_Page text_:
================================
Are You Facing a Mess? Then Eat a Sandwich

Have you ever tried to solve a complex mess? If so, you know that what we typically do for problem solving does not work in that context. Being a great problem solver, you likely broke the situation down into a collection of smaller problems and tackled each one independently, fully and successfully, but without actually achieving your objective of getting rid of the mess. At least I did just that many times. Why is that you did not succeed? What can you do instead? Eat a sandwich!

When a mess, which is a system of problems, is taken apart, it loses its essential properties and so does each of its parts. The behavior of a mess depends more on how the treatment of its parts interact than how they act independently of each other. A partial solution to a whole system of problems is better than whole solutions of each of its parts taken separately.

Russell L. Ackoff

Isn’t that brilliant? Likely one of the greatest bits of systems thinking teaching ever. Russell L. Ackoff is one of my heroes, and at the very top of the list. Let’s try and understand that gold nugget together.

A mess is different from a collection of problems. If it was just a collection of problems, we could separate each one from the rest and solve it in isolation. We could make things better solving one problem at a time. We cannot do that with a mess because each problem, when broken apart from the rest of the mess, “loses its essential properties”. Let’s imagine I am craving a cheese sandwich but I cannot eat the whole sandwich at a time. If I take apart the sandwich separating the slices of bread from the rest I no longer have a sandwich but 2 slices of bread and some slices of cheese and bits of salad. Not very satisfying.
================================
_Data_:
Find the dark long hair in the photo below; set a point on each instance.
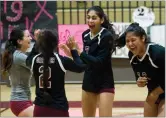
================================
_Directions_:
a – According to the article on messes, why can't a mess be fixed by solving its problems one at a time? Answer in one to three sentences.
b – Rewrite the article on messes starting with "Have you ever" and going on through "parts taken separately.", putting "tangle" wherever "mess" appears.
c – Write what comes next in the article on messes, picking up right after its last sentence.
The material has no connection to the article on messes.

_Responses by task_:
a – A mess is a system of problems, and each problem loses its essential properties when it is broken apart from the rest. The behavior of a mess depends more on how the treatment of its parts interacts than on how those parts act on their own.

b –
Have you ever tried to solve a complex tangle? If so, you know that what we typically do for problem solving does not work in that context. Being a great problem solver, you likely broke the situation down into a collection of smaller problems and tackled each one independently, fully and successfully, but without actually achieving your objective of getting rid of the tangle. At least I did just that many times. Why is that you did not succeed? What can you do instead? Eat a sandwich!

When a tangle, which is a system of problems, is taken apart, it loses its essential properties and so does each of its parts. The behavior of a tangle depends more on how the treatment of its parts interact than how they act independently of each other. A partial solution to a whole system of problems is better than whole solutions of each of its parts taken separately.

c –
The mess is a “system of problems” because the relationships between the problems matter more than the individual problems themselves. In the sandwich the bread becomes the covers, the mustard becomes the spread, and the cheese and salad become the fillers. There is even a proportion of them that we will like more than the rest of the combinations. Each component acquires some characteristics not by themselves but in relationship to the rest.

Then, how do we make a mess better? By making it a smaller mess, reducing it a bit at a time. When I cut the sandwich in half the right way I have two sandwiches, only smaller. The relationships between the bread, the mustard, the salad and the cheese is still the same, which ensures it is a still a sandwich. My half sandwich is like “a partial solution to a whole system of problems” in that I have eaten only a part of the original sandwich and it was still a sandwich. Eating the bread and then the cheese is like “whole solutions of each of its parts taken separately” in that I have eaten a full slice of bread and then a full slice of cheese but none of them was a sandwich.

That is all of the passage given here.